- [WORK INSTRUCTIONS]: From top to bottom, each entry below must be reproduced exactly.
[DATA FOR ANALYSIS — start]
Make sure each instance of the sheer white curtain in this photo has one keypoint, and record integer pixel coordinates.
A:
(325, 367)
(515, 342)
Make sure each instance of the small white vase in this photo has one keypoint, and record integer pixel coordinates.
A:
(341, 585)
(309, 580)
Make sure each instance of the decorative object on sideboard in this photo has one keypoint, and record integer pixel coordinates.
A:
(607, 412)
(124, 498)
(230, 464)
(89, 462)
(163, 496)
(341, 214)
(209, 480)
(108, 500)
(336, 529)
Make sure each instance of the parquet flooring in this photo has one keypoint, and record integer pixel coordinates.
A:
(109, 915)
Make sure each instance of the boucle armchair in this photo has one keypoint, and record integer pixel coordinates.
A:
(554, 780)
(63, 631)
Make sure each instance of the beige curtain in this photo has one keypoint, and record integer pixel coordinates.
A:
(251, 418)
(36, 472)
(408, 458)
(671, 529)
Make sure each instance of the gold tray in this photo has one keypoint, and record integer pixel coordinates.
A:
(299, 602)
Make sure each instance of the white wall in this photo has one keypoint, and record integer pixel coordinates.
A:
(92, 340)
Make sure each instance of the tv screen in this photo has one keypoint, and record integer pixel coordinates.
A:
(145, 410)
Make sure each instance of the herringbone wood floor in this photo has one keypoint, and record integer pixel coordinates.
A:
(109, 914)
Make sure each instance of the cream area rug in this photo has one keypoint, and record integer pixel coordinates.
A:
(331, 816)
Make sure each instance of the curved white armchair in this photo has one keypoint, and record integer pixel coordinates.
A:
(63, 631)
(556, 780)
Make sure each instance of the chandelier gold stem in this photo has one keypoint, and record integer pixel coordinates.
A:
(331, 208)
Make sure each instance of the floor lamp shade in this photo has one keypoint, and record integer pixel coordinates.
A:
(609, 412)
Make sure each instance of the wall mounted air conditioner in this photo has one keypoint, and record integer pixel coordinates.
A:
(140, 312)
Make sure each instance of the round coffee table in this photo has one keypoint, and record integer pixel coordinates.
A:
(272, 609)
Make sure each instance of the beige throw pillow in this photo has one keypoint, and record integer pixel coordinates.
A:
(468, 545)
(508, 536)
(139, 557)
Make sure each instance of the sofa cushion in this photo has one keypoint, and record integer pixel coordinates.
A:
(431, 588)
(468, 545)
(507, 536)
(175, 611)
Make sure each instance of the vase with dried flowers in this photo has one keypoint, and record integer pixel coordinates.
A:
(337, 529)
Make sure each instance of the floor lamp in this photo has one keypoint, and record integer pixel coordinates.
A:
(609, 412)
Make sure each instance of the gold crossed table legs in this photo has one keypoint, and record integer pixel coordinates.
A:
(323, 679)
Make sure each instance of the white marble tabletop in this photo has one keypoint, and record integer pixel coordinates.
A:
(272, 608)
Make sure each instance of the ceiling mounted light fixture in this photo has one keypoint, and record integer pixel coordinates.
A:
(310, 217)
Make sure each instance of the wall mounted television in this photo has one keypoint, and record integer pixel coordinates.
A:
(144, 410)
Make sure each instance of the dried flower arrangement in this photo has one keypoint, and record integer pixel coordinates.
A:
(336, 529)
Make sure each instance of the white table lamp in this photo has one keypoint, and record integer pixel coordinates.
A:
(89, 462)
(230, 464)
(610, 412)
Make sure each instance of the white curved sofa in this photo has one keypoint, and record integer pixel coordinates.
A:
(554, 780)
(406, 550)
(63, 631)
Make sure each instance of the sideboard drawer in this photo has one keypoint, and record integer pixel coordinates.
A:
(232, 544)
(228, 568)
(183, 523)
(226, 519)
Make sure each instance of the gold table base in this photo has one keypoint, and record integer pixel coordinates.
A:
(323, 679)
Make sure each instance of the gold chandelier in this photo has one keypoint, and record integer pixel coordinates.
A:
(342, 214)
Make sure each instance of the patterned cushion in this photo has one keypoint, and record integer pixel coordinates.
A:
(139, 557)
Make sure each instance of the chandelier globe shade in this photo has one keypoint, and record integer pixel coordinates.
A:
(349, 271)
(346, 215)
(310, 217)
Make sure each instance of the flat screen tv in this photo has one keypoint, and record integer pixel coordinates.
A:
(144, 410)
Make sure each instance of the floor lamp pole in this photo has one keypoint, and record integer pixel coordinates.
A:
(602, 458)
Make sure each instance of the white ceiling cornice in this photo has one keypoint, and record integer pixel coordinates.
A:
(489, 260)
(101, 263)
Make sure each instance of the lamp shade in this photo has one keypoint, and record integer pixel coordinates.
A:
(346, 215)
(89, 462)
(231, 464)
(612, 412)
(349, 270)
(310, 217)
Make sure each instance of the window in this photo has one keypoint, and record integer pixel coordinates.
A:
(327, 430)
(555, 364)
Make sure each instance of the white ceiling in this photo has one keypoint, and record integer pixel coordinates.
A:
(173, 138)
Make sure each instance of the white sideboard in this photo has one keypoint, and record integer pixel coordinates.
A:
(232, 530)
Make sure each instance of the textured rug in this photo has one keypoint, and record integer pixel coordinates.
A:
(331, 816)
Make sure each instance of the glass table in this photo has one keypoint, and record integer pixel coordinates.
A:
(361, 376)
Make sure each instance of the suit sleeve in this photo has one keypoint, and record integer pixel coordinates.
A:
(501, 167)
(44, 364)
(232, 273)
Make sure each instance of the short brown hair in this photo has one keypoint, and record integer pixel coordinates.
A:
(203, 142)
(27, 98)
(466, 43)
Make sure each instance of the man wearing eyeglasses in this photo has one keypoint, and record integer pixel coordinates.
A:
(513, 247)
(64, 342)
[DATA FOR ANALYSIS — finish]
- [REPLY]:
Make sure each instance of the sheer white curtain in this photo has one keypoint, and record integer pixel coordinates.
A:
(325, 367)
(515, 342)
Make sure each instance of the small white vase in this photo has one keypoint, and record integer pixel coordinates.
A:
(341, 585)
(309, 580)
Make sure each instance of the decorative object on sideboard in this photo has one keypoint, and record integer pixel coordinates.
A:
(607, 412)
(124, 498)
(230, 464)
(89, 462)
(163, 496)
(341, 214)
(209, 480)
(108, 500)
(336, 529)
Make sure each instance of the parquet flooring in this photo has one keypoint, and record integer pixel coordinates.
A:
(109, 915)
Make sure each instance of the boucle armchair in this photo has one keypoint, and record integer pixel coordinates.
A:
(554, 780)
(63, 631)
Make sure each instance of the beige curtain in this photo has one keypoint, and record integer pixel coordinates.
A:
(251, 418)
(36, 472)
(408, 458)
(671, 529)
Make sure each instance of the gold tray in this photo has one keypoint, and record integer pixel coordinates.
A:
(299, 602)
Make sure each instance of the white wall in this photo has one keypoint, and record integer pixel coordinates.
A:
(92, 340)
Make sure each instance of the tv screen in this photo has one keypoint, and record integer pixel coordinates.
A:
(145, 410)
Make sure each instance of the herringbone wood floor in this photo has one keypoint, and record integer pixel coordinates.
A:
(109, 914)
Make sure each instance of the cream area rug in this photo has one keypoint, and record integer pixel coordinates.
A:
(331, 816)
Make sure each instance of the curved white armchair in this photo has one keypoint, and record integer pixel coordinates.
A:
(63, 631)
(556, 780)
Make sure each instance of the chandelier gold stem in this photo has one keypoint, and record integer pixel coordinates.
A:
(331, 208)
Make sure each instance of the floor lamp shade in this photo has one keypoint, and record integer pixel coordinates.
A:
(609, 412)
Make sure each instance of the wall mounted air conditioner in this photo has one keypoint, and record integer pixel coordinates.
A:
(140, 312)
Make sure each instance of the round coffee table in this photo has one keypoint, and record integer pixel coordinates.
A:
(272, 609)
Make sure each instance of the beige throw pillow in this photo has one keypoint, and record integer pixel coordinates.
A:
(468, 545)
(508, 536)
(139, 557)
Make sure each instance of the sofa cushion in this photo has one keypoint, and record integer pixel coordinates.
A:
(431, 588)
(468, 545)
(507, 536)
(175, 611)
Make sure each instance of the vase with dried flowers in this photo has one keypoint, and record integer pixel coordinates.
A:
(337, 529)
Make sure each instance of the floor lamp in this photo has one keypoint, and record integer pixel coordinates.
A:
(609, 412)
Make sure each instance of the gold crossed table legs in this photo has one keypoint, and record integer pixel coordinates.
A:
(323, 679)
Make sure each instance of the white marble tabletop in this photo has one keypoint, and record integer pixel coordinates.
A:
(272, 608)
Make sure each instance of the ceiling mounted light fixture in this photo has one keypoint, and record integer pixel coordinates.
A:
(310, 217)
Make sure each instance of the wall mounted television in this photo has one keypoint, and record integer pixel coordinates.
A:
(144, 410)
Make sure each instance of the dried flower arrangement in this photo has one keypoint, and record integer pixel coordinates.
A:
(336, 529)
Make sure each instance of the white table lamp in this photo has one keypoint, and record integer pixel coordinates.
A:
(89, 462)
(230, 464)
(610, 412)
Make sure each instance of the white curved sofa in this photo has one keypoint, and record integer pixel coordinates.
A:
(554, 780)
(406, 550)
(63, 631)
Make sure each instance of the sideboard drawer in this photo has one keypoint, and record integer pixel coordinates.
A:
(232, 544)
(228, 568)
(183, 523)
(226, 519)
Make sure each instance of the gold table base in this photo has one keypoint, and record integer pixel coordinates.
A:
(323, 679)
Make sure each instance of the gold chandelier in this photo has one keypoint, and record integer pixel coordinates.
A:
(342, 214)
Make sure each instance of the patterned cushion in this photo has one keypoint, and record integer pixel coordinates.
A:
(139, 557)
Make sure each instance of the chandelier globe shade in this photo has one keypoint, and record integer pixel coordinates.
A:
(349, 271)
(346, 215)
(310, 217)
Make sure each instance of the flat screen tv in this photo has one keypoint, and record integer pixel coordinates.
A:
(144, 410)
Make sure each instance of the floor lamp pole in this photo has one keypoint, and record integer pixel coordinates.
A:
(602, 458)
Make sure each instance of the white ceiling cornice in this photo has one keypoint, and record integer pixel coordinates.
A:
(489, 260)
(101, 263)
Make sure each instance of the lamp shade in this photo has one keypoint, and record integer pixel coordinates.
A:
(346, 215)
(89, 462)
(231, 464)
(612, 412)
(349, 270)
(310, 217)
Make sure each instance of the window in this photo has one keypoint, and record integer pixel coordinates.
A:
(327, 430)
(555, 364)
Make sure each instance of the white ceiling in this photo has one keypoint, and record integer pixel coordinates.
A:
(173, 138)
Make sure each instance of the white sideboard in this photo has one keypoint, and record integer pixel coordinates.
A:
(232, 530)
Make sure each instance of the textured rug in this photo has one keypoint, and record integer pixel coordinates.
A:
(331, 816)
Make sure each instance of the glass table in this photo has one keypoint, and record integer pixel coordinates.
A:
(361, 376)
Make sure each instance of the suit sleeve in this photo has one keypoint, and record integer pixel coordinates.
A:
(501, 167)
(44, 364)
(232, 273)
Make sure each instance of the short brown hair in this photo has one keypoint, and record integer pixel coordinates.
A:
(203, 142)
(27, 98)
(466, 43)
Make sure each instance of the man wearing eyeglasses in this photo has one keypoint, and record integer pixel coordinates.
A:
(513, 247)
(64, 342)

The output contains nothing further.